STATED PROBLEM 1
Quote the evaluation overview below word for word, starting at "The Observe SDK" and ending at "lake) easily pluggable.".

### PASSAGE PROVIDED ###

Skip to content

Evaluation

The Observe SDK emits raw telemetry (traces, metrics, and optional logs) to an OpenTelemetry (OTel) Collector. The collector exports that telemetry to a storage backend where it becomes a durable, queryable substrate. On top of this substrate we layer evaluation: deriving higher‑order insights (quality, efficiency, reliability, safety) from factual execution data. Two core building blocks enable this: the API Layer and the Metrics Computation Engine (MCE).

API Layer

The API Layer abstracts the underlying database so that we are not locked into a single storage technology. While ClickHouse is the initial implementation, the interface is intentionally narrow (session lookup, span search, metric fetch, write‑back of computed artifacts) to keep alternative backends (e.g., PostgreSQL, BigQuery, Elastic, Parquet lake) easily pluggable.

###

STATED PROBLEM 2
Pull out every line of the entries below that contains the string "white". Matching is case-sensitive.

### RECORDS SHOWN ###

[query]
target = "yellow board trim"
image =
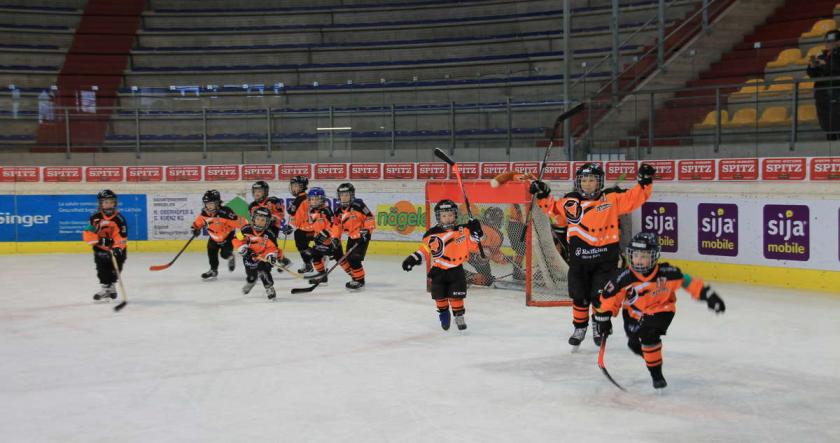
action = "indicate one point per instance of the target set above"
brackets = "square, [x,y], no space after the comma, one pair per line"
[817,280]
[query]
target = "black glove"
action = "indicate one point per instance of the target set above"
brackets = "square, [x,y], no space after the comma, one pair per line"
[411,261]
[713,300]
[646,173]
[540,188]
[287,229]
[603,323]
[475,228]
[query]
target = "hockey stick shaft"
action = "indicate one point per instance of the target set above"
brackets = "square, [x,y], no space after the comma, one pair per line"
[122,304]
[560,119]
[320,278]
[603,366]
[166,266]
[442,155]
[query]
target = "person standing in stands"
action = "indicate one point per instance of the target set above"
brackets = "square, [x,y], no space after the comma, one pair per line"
[827,92]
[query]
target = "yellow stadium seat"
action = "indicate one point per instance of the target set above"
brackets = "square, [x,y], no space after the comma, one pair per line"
[742,117]
[711,119]
[820,28]
[774,116]
[781,87]
[787,57]
[807,114]
[752,86]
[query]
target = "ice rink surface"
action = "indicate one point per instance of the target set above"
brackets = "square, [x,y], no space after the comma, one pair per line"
[188,360]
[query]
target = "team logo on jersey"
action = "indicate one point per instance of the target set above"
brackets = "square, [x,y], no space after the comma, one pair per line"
[435,246]
[573,211]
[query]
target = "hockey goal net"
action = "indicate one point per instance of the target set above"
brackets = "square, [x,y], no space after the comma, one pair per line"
[533,267]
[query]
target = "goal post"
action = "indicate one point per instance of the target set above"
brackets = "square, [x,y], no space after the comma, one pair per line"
[533,267]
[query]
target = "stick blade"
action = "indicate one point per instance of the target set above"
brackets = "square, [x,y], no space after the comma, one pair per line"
[443,156]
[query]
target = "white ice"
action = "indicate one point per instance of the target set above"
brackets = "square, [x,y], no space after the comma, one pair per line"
[188,360]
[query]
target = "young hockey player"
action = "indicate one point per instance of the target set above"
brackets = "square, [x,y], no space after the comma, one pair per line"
[319,223]
[590,217]
[647,292]
[299,212]
[221,223]
[258,247]
[107,233]
[446,246]
[277,207]
[354,218]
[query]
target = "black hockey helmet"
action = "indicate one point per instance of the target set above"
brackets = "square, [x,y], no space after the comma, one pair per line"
[299,180]
[262,185]
[346,188]
[446,206]
[106,194]
[261,219]
[494,216]
[586,170]
[643,244]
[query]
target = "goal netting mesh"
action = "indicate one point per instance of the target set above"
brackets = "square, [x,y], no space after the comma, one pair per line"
[533,266]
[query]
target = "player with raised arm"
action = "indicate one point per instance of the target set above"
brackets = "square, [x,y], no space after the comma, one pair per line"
[257,245]
[590,217]
[107,233]
[446,246]
[645,293]
[221,223]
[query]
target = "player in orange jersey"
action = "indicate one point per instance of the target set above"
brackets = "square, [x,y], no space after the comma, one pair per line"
[107,232]
[258,247]
[221,223]
[354,218]
[590,217]
[446,247]
[646,290]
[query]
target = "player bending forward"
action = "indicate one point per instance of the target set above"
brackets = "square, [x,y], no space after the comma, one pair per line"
[446,246]
[221,223]
[258,247]
[107,233]
[647,292]
[354,218]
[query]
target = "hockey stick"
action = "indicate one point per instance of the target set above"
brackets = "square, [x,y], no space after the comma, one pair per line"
[601,363]
[166,266]
[442,155]
[320,278]
[560,119]
[122,304]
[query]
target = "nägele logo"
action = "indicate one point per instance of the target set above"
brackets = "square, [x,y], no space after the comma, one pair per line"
[717,229]
[403,217]
[661,219]
[786,232]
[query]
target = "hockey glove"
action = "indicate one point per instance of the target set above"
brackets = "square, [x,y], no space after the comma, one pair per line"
[646,173]
[539,188]
[713,300]
[411,261]
[603,323]
[287,229]
[475,228]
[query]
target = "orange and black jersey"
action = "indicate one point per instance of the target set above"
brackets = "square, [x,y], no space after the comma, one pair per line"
[111,226]
[299,209]
[260,243]
[447,248]
[220,224]
[592,227]
[277,207]
[646,295]
[352,219]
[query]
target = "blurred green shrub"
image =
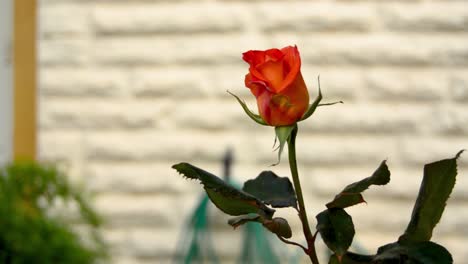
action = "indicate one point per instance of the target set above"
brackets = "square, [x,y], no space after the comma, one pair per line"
[35,221]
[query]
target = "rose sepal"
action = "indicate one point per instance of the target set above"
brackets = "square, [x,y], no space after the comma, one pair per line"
[252,115]
[282,135]
[314,105]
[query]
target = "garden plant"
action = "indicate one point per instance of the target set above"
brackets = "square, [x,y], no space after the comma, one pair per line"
[275,79]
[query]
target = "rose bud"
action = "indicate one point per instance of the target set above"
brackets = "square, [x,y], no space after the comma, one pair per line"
[276,81]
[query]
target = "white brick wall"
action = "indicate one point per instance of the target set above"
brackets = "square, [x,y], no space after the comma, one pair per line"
[128,88]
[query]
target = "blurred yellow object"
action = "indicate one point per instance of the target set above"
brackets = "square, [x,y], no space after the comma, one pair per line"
[24,39]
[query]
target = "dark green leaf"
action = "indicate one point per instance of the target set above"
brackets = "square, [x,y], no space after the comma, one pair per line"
[337,229]
[252,115]
[271,189]
[240,220]
[429,253]
[350,258]
[420,252]
[282,135]
[437,184]
[279,226]
[227,198]
[351,194]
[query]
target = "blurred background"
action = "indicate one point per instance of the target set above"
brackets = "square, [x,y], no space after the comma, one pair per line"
[125,89]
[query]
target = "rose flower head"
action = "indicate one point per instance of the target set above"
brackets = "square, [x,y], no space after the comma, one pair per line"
[276,81]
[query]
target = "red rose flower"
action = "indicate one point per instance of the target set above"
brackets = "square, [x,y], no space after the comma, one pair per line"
[276,81]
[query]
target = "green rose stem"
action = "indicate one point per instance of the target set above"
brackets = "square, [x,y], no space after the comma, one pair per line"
[297,186]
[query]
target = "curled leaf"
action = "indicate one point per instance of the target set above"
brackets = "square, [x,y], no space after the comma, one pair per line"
[437,184]
[351,194]
[227,198]
[272,189]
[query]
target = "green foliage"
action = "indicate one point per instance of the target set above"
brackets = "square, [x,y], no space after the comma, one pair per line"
[272,189]
[437,184]
[29,233]
[314,105]
[252,115]
[227,198]
[235,202]
[282,135]
[336,229]
[413,253]
[351,194]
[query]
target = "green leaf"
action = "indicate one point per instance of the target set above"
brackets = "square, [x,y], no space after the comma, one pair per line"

###

COMPLETE RESPONSE 1
The Observe SDK emits raw telemetry (traces, metrics, and optional logs) to an OpenTelemetry (OTel) Collector. The collector exports that telemetry to a storage backend where it becomes a durable, queryable substrate. On top of this substrate we layer evaluation: deriving higher‑order insights (quality, efficiency, reliability, safety) from factual execution data. Two core building blocks enable this: the API Layer and the Metrics Computation Engine (MCE).

API Layer

The API Layer abstracts the underlying database so that we are not locked into a single storage technology. While ClickHouse is the initial implementation, the interface is intentionally narrow (session lookup, span search, metric fetch, write‑back of computed artifacts) to keep alternative backends (e.g., PostgreSQL, BigQuery, Elastic, Parquet lake) easily pluggable.

COMPLETE RESPONSE 2
target = "white ice"
target = "white brick wall"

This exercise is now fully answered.